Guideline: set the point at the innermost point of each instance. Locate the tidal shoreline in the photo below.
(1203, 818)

---

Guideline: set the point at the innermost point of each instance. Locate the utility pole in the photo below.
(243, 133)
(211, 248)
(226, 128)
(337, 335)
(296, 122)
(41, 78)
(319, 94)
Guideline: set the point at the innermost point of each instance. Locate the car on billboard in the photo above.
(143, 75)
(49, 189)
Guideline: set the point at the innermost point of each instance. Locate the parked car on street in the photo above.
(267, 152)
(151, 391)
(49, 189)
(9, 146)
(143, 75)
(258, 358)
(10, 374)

■ To do
Put the stretch from the line containing "shoreline in the photo below." through the line containing "(1203, 818)" into a JSON list of strings, one string per line, leaving out any blank lines.

■ The solution
[
  "Guideline: set the point at the innermost point of each instance. Locate the tidal shoreline in the photo below.",
  "(1203, 818)"
]